EXERCISE TASK
Recast the lines running from the one that contains "Point out where the gray cloud" down to the one that contains "[789,461,855,502]", both included, as a JSON list of strings with one string per line and blank lines left out. Cover only those lines.

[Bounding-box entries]

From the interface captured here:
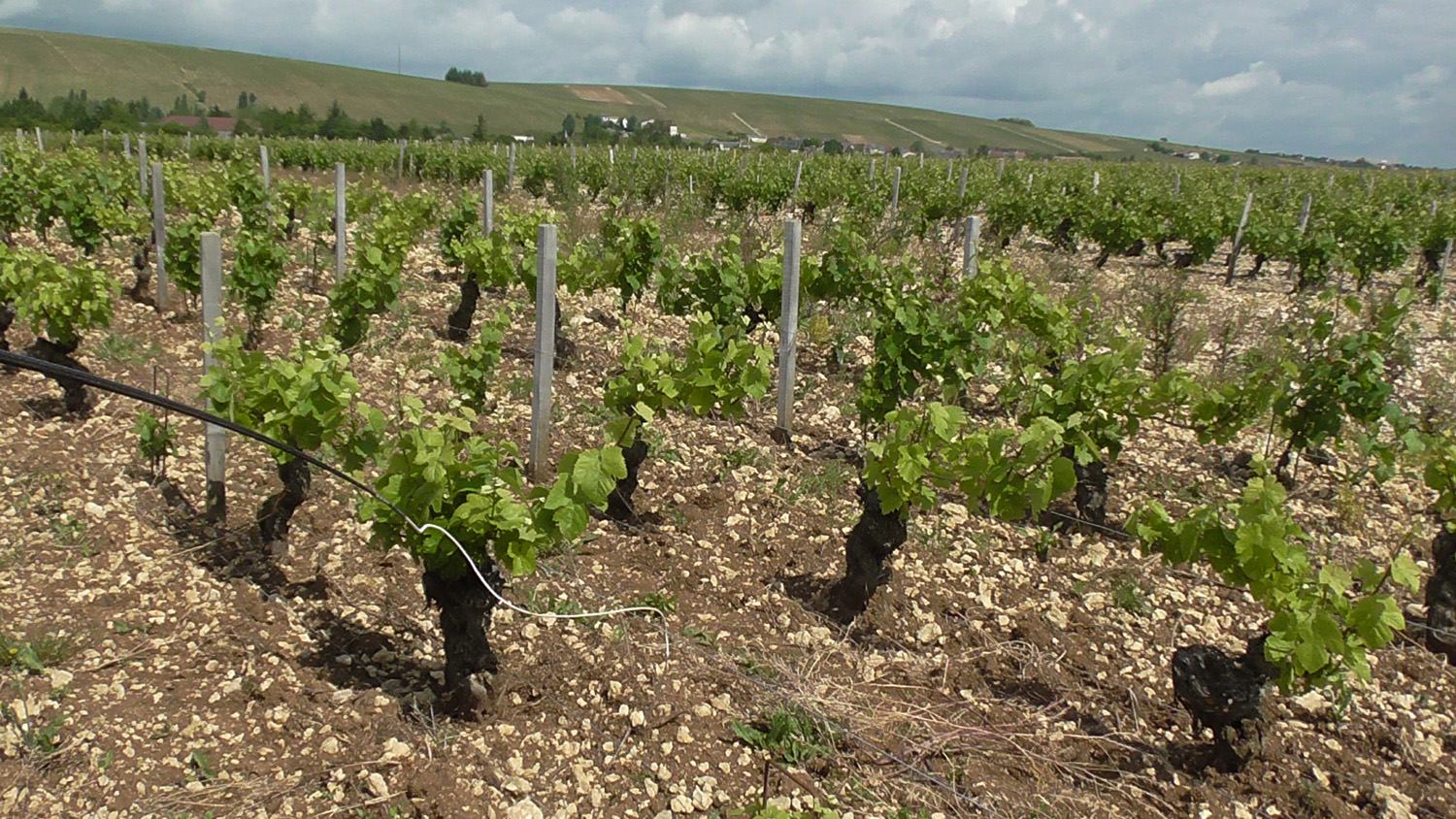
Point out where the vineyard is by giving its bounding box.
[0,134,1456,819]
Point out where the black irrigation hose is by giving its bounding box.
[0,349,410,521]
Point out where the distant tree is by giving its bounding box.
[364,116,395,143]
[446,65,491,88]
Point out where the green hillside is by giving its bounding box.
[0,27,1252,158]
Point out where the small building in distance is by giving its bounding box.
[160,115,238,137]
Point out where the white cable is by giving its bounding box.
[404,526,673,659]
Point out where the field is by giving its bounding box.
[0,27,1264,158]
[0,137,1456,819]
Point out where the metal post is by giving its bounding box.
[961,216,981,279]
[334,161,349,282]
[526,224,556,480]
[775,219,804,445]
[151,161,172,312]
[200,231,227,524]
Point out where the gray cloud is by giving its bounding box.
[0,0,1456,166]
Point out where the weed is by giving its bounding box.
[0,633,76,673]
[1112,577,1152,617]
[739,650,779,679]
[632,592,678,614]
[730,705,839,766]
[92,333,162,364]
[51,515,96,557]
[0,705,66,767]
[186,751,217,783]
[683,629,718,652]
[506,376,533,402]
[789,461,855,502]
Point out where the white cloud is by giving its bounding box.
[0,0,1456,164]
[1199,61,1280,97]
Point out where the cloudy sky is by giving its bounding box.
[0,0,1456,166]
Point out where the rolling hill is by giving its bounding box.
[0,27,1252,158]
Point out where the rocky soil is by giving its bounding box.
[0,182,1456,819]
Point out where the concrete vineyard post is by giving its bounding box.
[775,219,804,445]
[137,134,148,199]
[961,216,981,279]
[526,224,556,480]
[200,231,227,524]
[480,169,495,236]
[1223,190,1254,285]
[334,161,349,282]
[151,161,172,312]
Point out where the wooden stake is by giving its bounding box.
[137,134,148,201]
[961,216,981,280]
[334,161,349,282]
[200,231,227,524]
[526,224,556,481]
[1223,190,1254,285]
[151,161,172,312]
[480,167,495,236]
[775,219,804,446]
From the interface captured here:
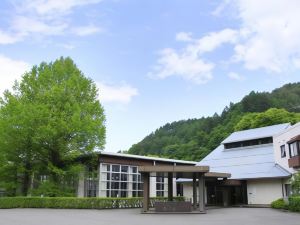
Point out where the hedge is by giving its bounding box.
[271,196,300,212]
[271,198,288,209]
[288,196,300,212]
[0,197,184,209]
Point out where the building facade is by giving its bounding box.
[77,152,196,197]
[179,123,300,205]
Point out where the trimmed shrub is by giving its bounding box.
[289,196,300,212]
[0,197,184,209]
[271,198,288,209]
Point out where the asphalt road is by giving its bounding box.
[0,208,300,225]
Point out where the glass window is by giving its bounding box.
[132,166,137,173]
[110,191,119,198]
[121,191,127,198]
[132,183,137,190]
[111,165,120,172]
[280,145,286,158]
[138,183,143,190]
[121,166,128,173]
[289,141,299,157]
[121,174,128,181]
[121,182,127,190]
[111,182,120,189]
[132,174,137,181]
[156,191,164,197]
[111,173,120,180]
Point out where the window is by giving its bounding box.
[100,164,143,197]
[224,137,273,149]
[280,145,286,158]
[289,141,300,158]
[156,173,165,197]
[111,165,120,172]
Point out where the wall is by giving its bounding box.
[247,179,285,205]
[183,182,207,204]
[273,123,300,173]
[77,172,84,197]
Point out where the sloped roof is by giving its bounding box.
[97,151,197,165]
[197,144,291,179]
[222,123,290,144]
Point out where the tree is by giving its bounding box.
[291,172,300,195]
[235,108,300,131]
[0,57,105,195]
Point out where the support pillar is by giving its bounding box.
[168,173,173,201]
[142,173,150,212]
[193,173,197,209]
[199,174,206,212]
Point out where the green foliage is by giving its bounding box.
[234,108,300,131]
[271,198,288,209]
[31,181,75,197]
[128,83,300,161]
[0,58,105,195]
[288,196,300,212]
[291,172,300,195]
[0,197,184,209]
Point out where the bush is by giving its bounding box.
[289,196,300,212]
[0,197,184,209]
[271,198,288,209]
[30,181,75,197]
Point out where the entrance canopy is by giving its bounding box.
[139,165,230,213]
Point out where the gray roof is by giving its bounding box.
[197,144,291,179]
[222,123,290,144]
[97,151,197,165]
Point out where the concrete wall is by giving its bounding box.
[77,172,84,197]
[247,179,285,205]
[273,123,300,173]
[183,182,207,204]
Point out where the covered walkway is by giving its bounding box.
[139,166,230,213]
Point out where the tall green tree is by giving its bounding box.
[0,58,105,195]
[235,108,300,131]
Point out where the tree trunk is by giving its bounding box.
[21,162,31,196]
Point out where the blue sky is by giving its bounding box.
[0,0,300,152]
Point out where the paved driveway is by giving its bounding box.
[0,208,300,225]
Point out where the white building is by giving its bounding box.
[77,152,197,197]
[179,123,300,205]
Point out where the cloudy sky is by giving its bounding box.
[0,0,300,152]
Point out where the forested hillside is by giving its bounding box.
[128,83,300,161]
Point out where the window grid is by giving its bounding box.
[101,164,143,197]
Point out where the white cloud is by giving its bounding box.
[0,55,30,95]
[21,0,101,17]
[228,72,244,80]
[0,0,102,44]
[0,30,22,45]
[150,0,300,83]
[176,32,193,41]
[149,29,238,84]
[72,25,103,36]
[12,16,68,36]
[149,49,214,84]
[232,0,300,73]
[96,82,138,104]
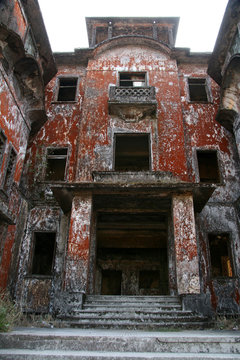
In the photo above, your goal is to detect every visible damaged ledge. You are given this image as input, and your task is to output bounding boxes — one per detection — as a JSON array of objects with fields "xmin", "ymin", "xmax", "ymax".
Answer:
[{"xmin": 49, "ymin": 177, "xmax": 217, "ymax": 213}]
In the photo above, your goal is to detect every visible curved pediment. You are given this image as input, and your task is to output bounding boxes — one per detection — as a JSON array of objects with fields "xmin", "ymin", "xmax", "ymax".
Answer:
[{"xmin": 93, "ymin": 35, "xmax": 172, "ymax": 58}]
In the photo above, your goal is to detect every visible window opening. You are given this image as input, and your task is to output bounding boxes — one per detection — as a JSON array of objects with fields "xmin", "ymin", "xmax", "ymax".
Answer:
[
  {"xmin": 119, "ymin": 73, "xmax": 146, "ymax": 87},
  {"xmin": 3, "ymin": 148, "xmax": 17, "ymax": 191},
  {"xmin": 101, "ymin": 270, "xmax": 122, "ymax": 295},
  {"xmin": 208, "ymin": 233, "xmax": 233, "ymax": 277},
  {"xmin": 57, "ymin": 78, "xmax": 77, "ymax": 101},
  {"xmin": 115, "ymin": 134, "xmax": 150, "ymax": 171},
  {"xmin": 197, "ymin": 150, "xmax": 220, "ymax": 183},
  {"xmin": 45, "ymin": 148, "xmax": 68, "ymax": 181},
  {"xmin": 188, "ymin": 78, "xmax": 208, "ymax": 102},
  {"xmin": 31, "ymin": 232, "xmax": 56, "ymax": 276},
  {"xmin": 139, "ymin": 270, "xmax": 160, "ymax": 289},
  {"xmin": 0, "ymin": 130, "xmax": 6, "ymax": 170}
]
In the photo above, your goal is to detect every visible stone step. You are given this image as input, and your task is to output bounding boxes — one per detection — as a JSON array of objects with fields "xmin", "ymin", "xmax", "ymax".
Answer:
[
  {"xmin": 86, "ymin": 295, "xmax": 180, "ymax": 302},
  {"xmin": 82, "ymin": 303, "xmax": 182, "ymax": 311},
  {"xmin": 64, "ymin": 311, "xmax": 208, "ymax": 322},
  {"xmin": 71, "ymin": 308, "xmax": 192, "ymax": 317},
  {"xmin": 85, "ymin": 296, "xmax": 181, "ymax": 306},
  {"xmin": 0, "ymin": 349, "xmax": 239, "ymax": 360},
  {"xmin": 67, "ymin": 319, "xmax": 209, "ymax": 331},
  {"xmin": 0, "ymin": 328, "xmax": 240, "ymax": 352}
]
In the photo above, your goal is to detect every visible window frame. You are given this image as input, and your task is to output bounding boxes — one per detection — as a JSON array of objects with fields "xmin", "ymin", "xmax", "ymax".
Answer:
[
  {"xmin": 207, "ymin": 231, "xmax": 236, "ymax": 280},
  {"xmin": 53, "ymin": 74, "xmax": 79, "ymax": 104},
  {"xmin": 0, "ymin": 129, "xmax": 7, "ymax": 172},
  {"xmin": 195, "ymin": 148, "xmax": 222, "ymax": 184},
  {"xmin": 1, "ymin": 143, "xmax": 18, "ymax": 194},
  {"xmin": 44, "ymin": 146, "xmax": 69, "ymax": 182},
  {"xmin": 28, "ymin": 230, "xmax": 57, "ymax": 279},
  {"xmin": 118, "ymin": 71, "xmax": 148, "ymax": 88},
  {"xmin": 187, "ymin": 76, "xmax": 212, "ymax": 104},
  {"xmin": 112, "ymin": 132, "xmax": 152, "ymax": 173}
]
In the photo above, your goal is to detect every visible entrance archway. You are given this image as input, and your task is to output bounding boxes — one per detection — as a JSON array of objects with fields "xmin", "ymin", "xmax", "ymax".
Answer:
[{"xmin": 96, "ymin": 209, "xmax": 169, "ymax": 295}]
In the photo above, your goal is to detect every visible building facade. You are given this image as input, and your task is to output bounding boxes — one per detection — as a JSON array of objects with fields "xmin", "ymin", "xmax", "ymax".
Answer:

EXERCISE SOLUTION
[
  "Point out where the gray cloud is by giving its bounding box.",
  "[0,0,1456,166]",
  "Point out where the weed is by giving its bounding box.",
  "[0,633,76,673]",
  "[1112,577,1152,617]",
  "[739,650,779,679]",
  "[632,592,678,614]",
  "[730,705,839,766]",
  "[92,333,162,364]",
  "[51,515,96,557]",
  "[0,705,66,767]",
  "[186,751,217,783]",
  "[683,629,718,652]",
  "[506,376,533,402]",
  "[789,461,855,502]"
]